╭─ TEXTO FORNECIDO

Ao centro restavam poucas dúvidas e os debates esclareceram as restantes. Costa não é o melhor primeiro-ministro que podíamos ter e Rui Rio não é sequer alternativa.

Rio, que tinha no distanciamento à situação dos Açores a primeira missão, nem a porta ao Chega conseguiu definitivamente fechar. Ele, que mudou de opinião quanto a alianças com a extrema-direita mal cheirou a poder nos Açores, vem agora classificar o unipessoal partido de Ventura como não confiável. Conseguiu ainda discutir políticas do século XIX em dois ou três debates, a reboque do mesmo Ventura.

Do lado dos partidos mais pequenos, na minha opinião, foi Rui Tavares quem verdadeiramente aproveitou a oportunidade para mostrar a clareza de um raciocínio que merece estar no parlamento.
Catarina Martins também se preparou bem e aguentou um registo que sabemos não ser o seu, mas foi eficaz. De igual forma e para um eleitorado muito específico, Francisco Rodrigues dos Santos não esteve muito mal. É certo que falou essencialmente para toureiros, forcados, caçadores e famílias de Cascais com montes no Alentejo, mas, para quem ainda pensa que está em 1956 a explorar africanos na sanzala, aquele discurso esteve sempre afinado.

Boletim de voto para o distrito de Lisboa

Já João Cotrim Figueiredo, Inês Sousa Real e André Ventura, perderam mais uma oportunidade para agarrarem o palco. O líder da IL, apesar de bem falante, calmo e educado na troca de ideias, raramente foge do registo da “liberdade individual e menos Estado”, e, quando lhe perguntam como se paga essa liberdade, invariavelmente concluímos que é o mesmo Estado que ele não quer ver.

Há alguns anos que a IL nos vende cartazes coloridos e países onde o liberalismo é maravilhoso (menos os EUA, aí parece que correu pior), mas, por mais tinta que metam nas telas, para quem os ouve fica sempre a ideia que o cálice sagrado está na transferência de dinheiro do Orçamento de Estado para negócios privados.

Inês Sousa Real perdeu-se no monotema e na constante repetição das contradições verdes. Transição energética para o lítio, mas sem estragar o solo para o obter. Menos carne de vaca e mais soja sem mexer nas florestas. Fecho de centrais energéticas sem alternativa para os trabalhadores. Falta de ideologia política oferecendo-se para ser bengala tanto a PS como a PSD. Vale ao PAN a vontade férrea de Costa para uma nova geringonça.

╰─
╭─ SECÇÃO DE DADOS

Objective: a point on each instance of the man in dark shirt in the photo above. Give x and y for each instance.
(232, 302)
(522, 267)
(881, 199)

╰─

▶ TAREFAS:
1/ Diz se cada afirmação concorda com o texto fornecido e responde sim ou não, citando as palavras do texto que o decidem.
(a) Rui Tavares aproveitou verdadeiramente a oportunidade para mostrar clareza de raciocínio.
(b) Rio conseguiu fechar definitivamente a porta ao Chega.
(c) Inês Sousa Real ofereceu-se para ser bengala apenas do PS.
2/ Responde a estas perguntas com base no texto fornecido.
(a) Qual era a primeira missão de Rio?
(b) Que país é apontado como exceção onde o liberalismo parece ter corrido pior?
(c) Para que material é a transição energética referida a propósito de Inês Sousa Real?
3/ Repete do texto fornecido, sem alterações, o trecho que vai de "Inês Sousa Real perdeu-se" até "uma nova geringonça.".
Os dados não fazem falta para nada do que é pedido.

▶ AS SOLUÇÕES:
1/
(a) Sim: "foi Rui Tavares quem verdadeiramente aproveitou a oportunidade para mostrar a clareza de um raciocínio que merece estar no parlamento"
(b) Não: "nem a porta ao Chega conseguiu definitivamente fechar"
(c) Não: "oferecendo-se para ser bengala tanto a PS como a PSD"

2/
(a) O distanciamento à situação dos Açores.
(b) Os EUA.
(c) Para o lítio.

3/
Inês Sousa Real perdeu-se no monotema e na constante repetição das contradições verdes. Transição energética para o lítio, mas sem estragar o solo para o obter. Menos carne de vaca e mais soja sem mexer nas florestas. Fecho de centrais energéticas sem alternativa para os trabalhadores. Falta de ideologia política oferecendo-se para ser bengala tanto a PS como a PSD. Vale ao PAN a vontade férrea de Costa para uma nova geringonça.